▶ DO THIS
Please copy out everything in the data from the line containing "like [5, 632]." down to the line containing "[1184, 788]", both included and requests kept, multiplying each point coordinate in the answers by 0.55 and rounding to whole numbers, halves up. Numbers in the requests, including their format samples, stay unchanged.

'''

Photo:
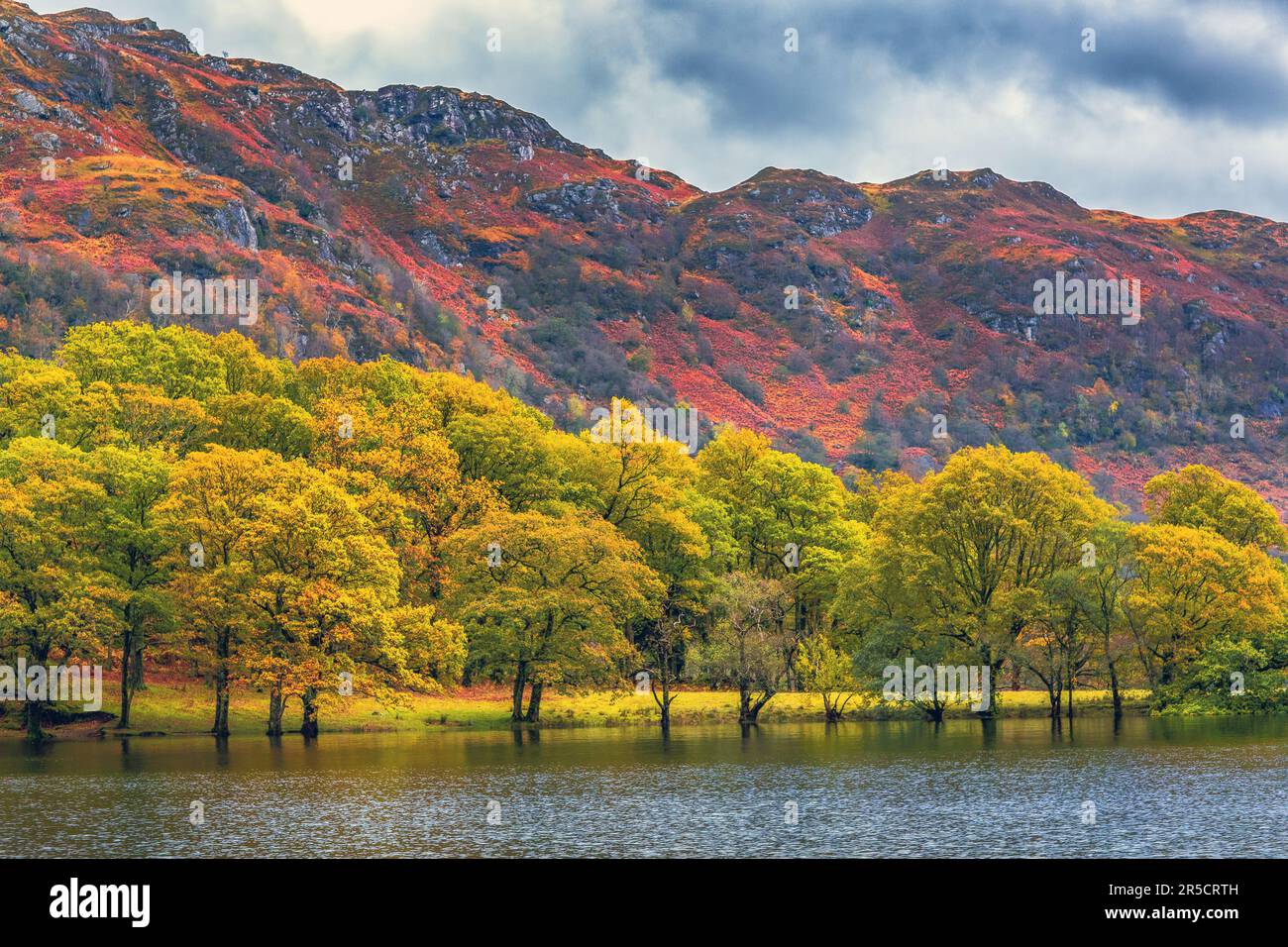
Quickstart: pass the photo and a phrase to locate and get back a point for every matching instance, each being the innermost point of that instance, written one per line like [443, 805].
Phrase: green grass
[176, 706]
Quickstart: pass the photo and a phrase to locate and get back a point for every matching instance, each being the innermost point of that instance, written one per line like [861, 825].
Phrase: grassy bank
[184, 706]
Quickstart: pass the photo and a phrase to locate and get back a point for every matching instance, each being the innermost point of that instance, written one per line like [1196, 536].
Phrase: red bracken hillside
[840, 318]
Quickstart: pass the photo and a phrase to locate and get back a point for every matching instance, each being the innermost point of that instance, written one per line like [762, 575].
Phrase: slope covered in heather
[838, 317]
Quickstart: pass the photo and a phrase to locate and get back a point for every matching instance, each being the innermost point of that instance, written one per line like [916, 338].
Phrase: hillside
[128, 157]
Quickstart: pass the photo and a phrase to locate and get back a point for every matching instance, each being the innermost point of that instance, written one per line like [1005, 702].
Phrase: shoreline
[181, 709]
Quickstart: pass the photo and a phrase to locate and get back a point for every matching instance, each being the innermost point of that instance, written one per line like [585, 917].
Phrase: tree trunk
[220, 725]
[520, 684]
[34, 732]
[533, 714]
[137, 682]
[275, 707]
[127, 648]
[309, 725]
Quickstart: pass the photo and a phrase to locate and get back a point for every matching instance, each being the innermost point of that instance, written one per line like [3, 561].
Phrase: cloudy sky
[1149, 121]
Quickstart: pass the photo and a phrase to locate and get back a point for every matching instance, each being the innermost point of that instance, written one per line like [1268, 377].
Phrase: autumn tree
[746, 647]
[1194, 587]
[1201, 497]
[544, 598]
[828, 672]
[55, 600]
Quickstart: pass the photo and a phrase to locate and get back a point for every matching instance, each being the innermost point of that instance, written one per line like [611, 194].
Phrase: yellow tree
[1192, 587]
[219, 502]
[1202, 497]
[974, 544]
[55, 600]
[544, 596]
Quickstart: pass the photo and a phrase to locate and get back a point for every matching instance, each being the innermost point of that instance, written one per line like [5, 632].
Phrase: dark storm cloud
[735, 54]
[1149, 123]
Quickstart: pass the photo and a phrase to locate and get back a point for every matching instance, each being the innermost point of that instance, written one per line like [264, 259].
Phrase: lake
[1184, 788]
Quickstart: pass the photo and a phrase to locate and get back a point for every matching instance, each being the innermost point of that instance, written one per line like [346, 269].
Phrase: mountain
[449, 228]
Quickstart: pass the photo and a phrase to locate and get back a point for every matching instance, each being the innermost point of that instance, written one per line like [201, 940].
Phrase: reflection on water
[1159, 788]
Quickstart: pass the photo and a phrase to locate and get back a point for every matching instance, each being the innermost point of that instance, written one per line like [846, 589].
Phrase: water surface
[1197, 788]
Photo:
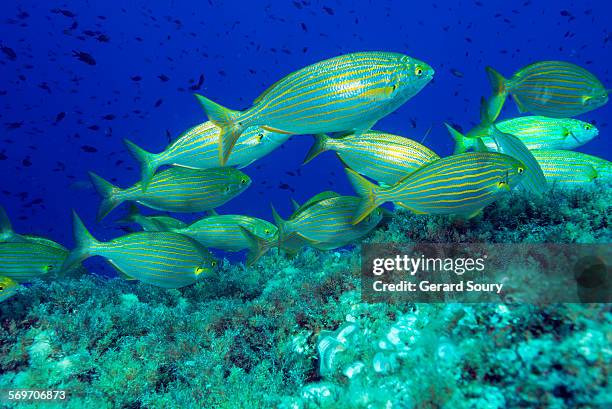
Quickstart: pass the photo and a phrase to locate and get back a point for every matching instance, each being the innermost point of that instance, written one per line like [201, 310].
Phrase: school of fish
[338, 101]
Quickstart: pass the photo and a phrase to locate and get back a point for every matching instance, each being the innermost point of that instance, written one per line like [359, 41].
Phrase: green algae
[252, 337]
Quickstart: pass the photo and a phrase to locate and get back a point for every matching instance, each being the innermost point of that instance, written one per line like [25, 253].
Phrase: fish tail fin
[485, 117]
[146, 160]
[227, 120]
[500, 92]
[592, 173]
[295, 205]
[280, 223]
[84, 244]
[108, 191]
[462, 143]
[368, 192]
[131, 215]
[319, 146]
[6, 228]
[257, 246]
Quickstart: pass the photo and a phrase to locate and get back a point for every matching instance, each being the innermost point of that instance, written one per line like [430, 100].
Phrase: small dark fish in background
[89, 149]
[456, 73]
[84, 57]
[9, 52]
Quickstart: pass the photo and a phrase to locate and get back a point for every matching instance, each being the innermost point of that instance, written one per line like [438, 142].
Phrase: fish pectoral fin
[519, 104]
[378, 94]
[270, 129]
[473, 214]
[409, 208]
[120, 272]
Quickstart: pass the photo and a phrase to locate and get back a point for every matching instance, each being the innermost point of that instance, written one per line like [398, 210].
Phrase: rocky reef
[295, 333]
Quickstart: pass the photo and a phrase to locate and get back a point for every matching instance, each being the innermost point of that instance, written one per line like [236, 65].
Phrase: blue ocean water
[61, 117]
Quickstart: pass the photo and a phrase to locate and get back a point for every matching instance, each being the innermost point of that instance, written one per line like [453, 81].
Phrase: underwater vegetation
[289, 328]
[294, 332]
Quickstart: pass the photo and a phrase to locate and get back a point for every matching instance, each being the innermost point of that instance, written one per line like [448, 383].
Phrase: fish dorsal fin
[270, 88]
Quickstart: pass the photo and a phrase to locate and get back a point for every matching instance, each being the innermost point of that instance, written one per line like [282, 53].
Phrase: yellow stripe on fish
[197, 148]
[460, 184]
[225, 232]
[26, 261]
[535, 132]
[8, 288]
[378, 155]
[554, 89]
[176, 189]
[569, 168]
[163, 259]
[325, 223]
[346, 93]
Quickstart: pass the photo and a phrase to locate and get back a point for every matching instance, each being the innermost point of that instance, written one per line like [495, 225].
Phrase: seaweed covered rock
[295, 333]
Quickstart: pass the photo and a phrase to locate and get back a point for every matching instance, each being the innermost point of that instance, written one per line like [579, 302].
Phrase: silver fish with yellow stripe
[48, 249]
[8, 288]
[198, 148]
[233, 232]
[151, 223]
[326, 224]
[176, 189]
[533, 180]
[27, 261]
[460, 184]
[163, 259]
[555, 89]
[381, 156]
[569, 168]
[223, 231]
[535, 132]
[348, 93]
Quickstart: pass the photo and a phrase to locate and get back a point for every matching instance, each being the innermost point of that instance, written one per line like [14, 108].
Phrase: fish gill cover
[212, 299]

'''

▶ RESPONSE TO THE EXERCISE
Quickstart: pass the photo and a phrase to locate and get back a point for every matching instance, each being the innermost point of that instance, written one per line like [5, 632].
Phrase: dark storm cloud
[404, 30]
[632, 68]
Quickstart: pass the photo and a phrase to locate and get back a point for every matching instance, each being the innermost point of that instance, written one per line like [264, 259].
Phrase: lake
[651, 433]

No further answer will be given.